# Assignment
Print only the line with "Given the image" and the lines after it, ending with the last line of the material, each exactly as it stands.
** Task input follows **
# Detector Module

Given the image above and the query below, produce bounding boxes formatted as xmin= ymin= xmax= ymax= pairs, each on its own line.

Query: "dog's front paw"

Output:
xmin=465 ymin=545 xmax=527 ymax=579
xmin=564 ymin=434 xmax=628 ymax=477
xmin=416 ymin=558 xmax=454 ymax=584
** End of Task input **
# Expected answer
Given the image above and the query below, produce bounding boxes formatted as xmin= ymin= xmax= ymax= pairs, each on its own line.

Query: "dog's front paw"

Output:
xmin=465 ymin=545 xmax=527 ymax=579
xmin=564 ymin=434 xmax=628 ymax=477
xmin=416 ymin=558 xmax=454 ymax=584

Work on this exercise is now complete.